+++ 提示文

デモ・プログラム: 2のプリコンパイル中に、次の接続プーリング・パラメータが使用されます。

CMAX = 5から40の可変値

CINCR = 3

CMIN = 1から40の可変値

CPOOL = YES

CTIMEOUT-設定しない

(物理接続がタイムアウトしないことを示します。)

CNOWAIT-設定しない

(空いている接続を取得するまでスレッドが待機することを示します。詳細は、表11-1を参照してください。)

この例に必要なその他のコマンドライン・オプションは、次の項で示します。

threads = yes

次の図は、cpdemo2のパフォーマンス・グラフを示します。

ノート:

この例では、スレッド数は40で、データベース操作はローカル・データベースに対して実行されます。

この例では、CMIN=5、CMAX=14のときに、CPOOL=NOを使用した場合と比べてプログラムの実行速度が約2.3倍に向上し、最善のパフォーマンスが得られます。ただし、接続プーリングを使用可能にすることで実行がさらに高速化する「cpdemo1」ほどの向上は見られません。これは、「cpdemo1」では単純なSELECT文のみを実行しているのに対し、「cpdemo2」ではUPDATE文とSELECT文の両方を実行しているためです。したがって、「cpdemo1」ではデータベース操作の実行よりも接続の作成に時間がかかっています。接続プーリングを使用可能にすると、作成される接続の数が減り、時間が短縮されます。その結果、全体的なパフォーマンスが向上します。「cpdemo2」では、データベース操作の実行に比べて接続の作成にかかる時間が少ないため、全体的なパフォーマンス向上の度合いは低くなります。

++++++
+++ 提供資料

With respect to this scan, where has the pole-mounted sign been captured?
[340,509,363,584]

++++++

▶ **課題**: 提示文によると、デモ・プログラム2のプリコンパイル時にはどの接続プーリング・パラメータが使われますか。すべてを設定値とともに挙げてください。

▶ **解答**:
- CMAX：5から40の可変値
- CINCR：3
- CMIN：1から40の可変値
- CPOOL：YES
- CTIMEOUT：設定しない
- CNOWAIT：設定しない